Set of tasks
A) In the BIOS settings text, which log does Correctable Memory ECC SMI write ECC-corrected DRAM errors into?
B) In the BIOS settings text, write out everything from "Power Profile Select" down to "and thermal envelope.", switching "Efficiency Mode" to "Power Saving Mode".
C) List every link width that the Forced option for DLWM can set, according to the BIOS settings text.

Text segment
□ □ □ □ □

PCI ASPM L1 Link Power Management
When enabled, PCIe Advanced State Power Management (ASPM) can reduce overall system power while slightly reducing system performance.
Note: Some devices may not perform properly (they may hang or cause the system to hang) when ASPM is enabled; for this reason, L1 will only be enabled for validated qualified cards.
Determinism Slider
The Determinism Slider controls whether BIOS will enable determinism to control performance.
Performance Determinism: BIOS will enable 100% deterministic performance control.
Power Determinism: BIOS will not enable deterministic performance control.
Power Profile Select
High Performance Mode (default): Favors core performance. All DF P-States are available in this mode, and the default DF P-State and DLWM algorithms are active.
Efficiency Mode: Configures the system for power efficiency. Limits boost frequency available to cores and restricts DF P-States available in the system. Maximum IO.
Performance Mode: Sets up Data Fabric to maximize IO sub-system performance.
Algorithm Performance Boost Disable (ApbDis)
When enabled, a specific hard-fused Data Fabric (SoC) P-state is forced for optimizing workloads sensitive to latency or throughput. For higher performance and power savings, when disabled, P-states will be automatically managed by the Application Power Management, allowing the processor to provide maximum performance while remaining within a specified power-delivery and thermal envelope.
ApbDis Fixed Socket P-State
This value defines the forced P-state when ApbDis is enabled.
Dynamic Link Width Management (DLWM)
DLWM reduces the XGMI link width between sockets from x16 to x8 (default) when no traffic is detected on the link. As with Data Fabric and Memory P-states, this feature is optimized to trade power between core and high IO/memory bandwidth workloads.
Forced: Force link width to x16, x8, or x2.
Unforced: Link width will be managed by DLWM engine.
System Memory Testing
System Memory Testing indicates whether or not the BIOS system memory tests are conducted during POST. When set to Enabled, memory tests are performed.
Note: Enabling this feature will result in a longer boot time. The extent of the increased time depends on the size of the system memory.
Dram Refresh Delay
By enabling the CPU memory controller to delay running the REFRESH commands, you can improve the performance for some workloads. By minimizing the delay time, it is ensured that the memory controller runs the REFRESH command at regular intervals. For Intel-based servers, this setting only affects systems configured with DIMMs which use 8 Gb density DRAMs.
Correctable Memory ECC SMI
Allows the system to log ECC-corrected DRAM errors into the SEL log. Logging these rare errors can help identify marginal components, however the system will pause for a few milliseconds after an error while the log entry is created. Latency-conscious customers may want to disable the feature. Spare Mode and Mirror mode require this feature to be enabled.
DIMM Self Healing (Post Package Repair) on Uncorrectable Memory Error Enable/Disable Post Package Repair (PPR) on Uncorrectable Memory Error.
Correctable Error Logging
Enable/Disable logging of correctable memory threshold error.

□ □ □ □ □

Dataset entries
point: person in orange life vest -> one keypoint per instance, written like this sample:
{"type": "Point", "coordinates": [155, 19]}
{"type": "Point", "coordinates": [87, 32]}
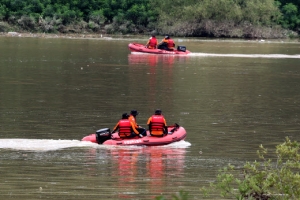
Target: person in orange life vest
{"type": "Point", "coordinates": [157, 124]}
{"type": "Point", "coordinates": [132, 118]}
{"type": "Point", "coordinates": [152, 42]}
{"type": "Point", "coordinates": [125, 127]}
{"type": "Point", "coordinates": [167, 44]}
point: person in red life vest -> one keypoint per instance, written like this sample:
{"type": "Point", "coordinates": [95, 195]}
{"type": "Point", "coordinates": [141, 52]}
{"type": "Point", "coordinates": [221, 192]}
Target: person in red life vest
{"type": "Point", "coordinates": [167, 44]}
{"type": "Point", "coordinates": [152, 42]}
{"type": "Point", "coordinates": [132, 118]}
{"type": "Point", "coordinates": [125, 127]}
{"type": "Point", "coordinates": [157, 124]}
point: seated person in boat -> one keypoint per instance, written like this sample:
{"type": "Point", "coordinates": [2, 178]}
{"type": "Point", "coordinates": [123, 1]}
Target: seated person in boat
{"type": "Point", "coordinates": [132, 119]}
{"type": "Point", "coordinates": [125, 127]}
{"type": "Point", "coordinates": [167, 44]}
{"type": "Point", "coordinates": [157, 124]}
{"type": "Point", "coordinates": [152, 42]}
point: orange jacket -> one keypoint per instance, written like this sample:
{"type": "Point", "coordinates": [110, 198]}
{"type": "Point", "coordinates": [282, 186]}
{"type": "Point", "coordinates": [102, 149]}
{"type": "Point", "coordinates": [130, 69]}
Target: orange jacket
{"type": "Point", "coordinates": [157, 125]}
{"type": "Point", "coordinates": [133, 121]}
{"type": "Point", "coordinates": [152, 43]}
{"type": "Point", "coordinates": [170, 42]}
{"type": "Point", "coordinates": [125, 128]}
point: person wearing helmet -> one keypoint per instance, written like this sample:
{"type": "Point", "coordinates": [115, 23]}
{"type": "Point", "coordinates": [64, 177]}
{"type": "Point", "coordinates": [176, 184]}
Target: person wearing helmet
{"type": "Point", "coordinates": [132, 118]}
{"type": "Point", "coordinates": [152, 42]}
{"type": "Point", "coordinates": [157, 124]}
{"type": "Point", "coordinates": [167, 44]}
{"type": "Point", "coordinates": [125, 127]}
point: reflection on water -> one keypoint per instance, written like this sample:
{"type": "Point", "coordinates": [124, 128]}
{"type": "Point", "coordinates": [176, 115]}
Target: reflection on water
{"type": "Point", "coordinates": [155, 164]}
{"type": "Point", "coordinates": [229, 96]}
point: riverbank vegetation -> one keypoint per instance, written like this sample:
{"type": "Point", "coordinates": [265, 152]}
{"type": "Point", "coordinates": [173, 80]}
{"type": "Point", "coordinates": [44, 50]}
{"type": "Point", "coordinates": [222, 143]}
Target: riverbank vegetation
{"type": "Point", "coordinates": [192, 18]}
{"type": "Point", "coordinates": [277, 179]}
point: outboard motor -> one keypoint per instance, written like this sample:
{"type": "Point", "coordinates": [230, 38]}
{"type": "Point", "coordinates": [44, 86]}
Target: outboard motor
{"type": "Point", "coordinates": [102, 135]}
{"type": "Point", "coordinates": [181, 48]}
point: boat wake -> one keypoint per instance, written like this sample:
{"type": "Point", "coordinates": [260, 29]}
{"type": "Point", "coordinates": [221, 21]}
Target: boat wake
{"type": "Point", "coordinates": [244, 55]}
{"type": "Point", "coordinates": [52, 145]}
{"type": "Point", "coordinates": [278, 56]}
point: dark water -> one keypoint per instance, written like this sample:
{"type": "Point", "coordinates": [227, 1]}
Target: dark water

□ □ □ □ □

Written responses
A) The SEL log.

B)
Power Profile Select
High Performance Mode (default): Favors core performance. All DF P-States are available in this mode, and the default DF P-State and DLWM algorithms are active.
Power Saving Mode: Configures the system for power efficiency. Limits boost frequency available to cores and restricts DF P-States available in the system. Maximum IO.
Performance Mode: Sets up Data Fabric to maximize IO sub-system performance.
Algorithm Performance Boost Disable (ApbDis)
When enabled, a specific hard-fused Data Fabric (SoC) P-state is forced for optimizing workloads sensitive to latency or throughput. For higher performance and power savings, when disabled, P-states will be automatically managed by the Application Power Management, allowing the processor to provide maximum performance while remaining within a specified power-delivery and thermal envelope.

C) x16, x8, x2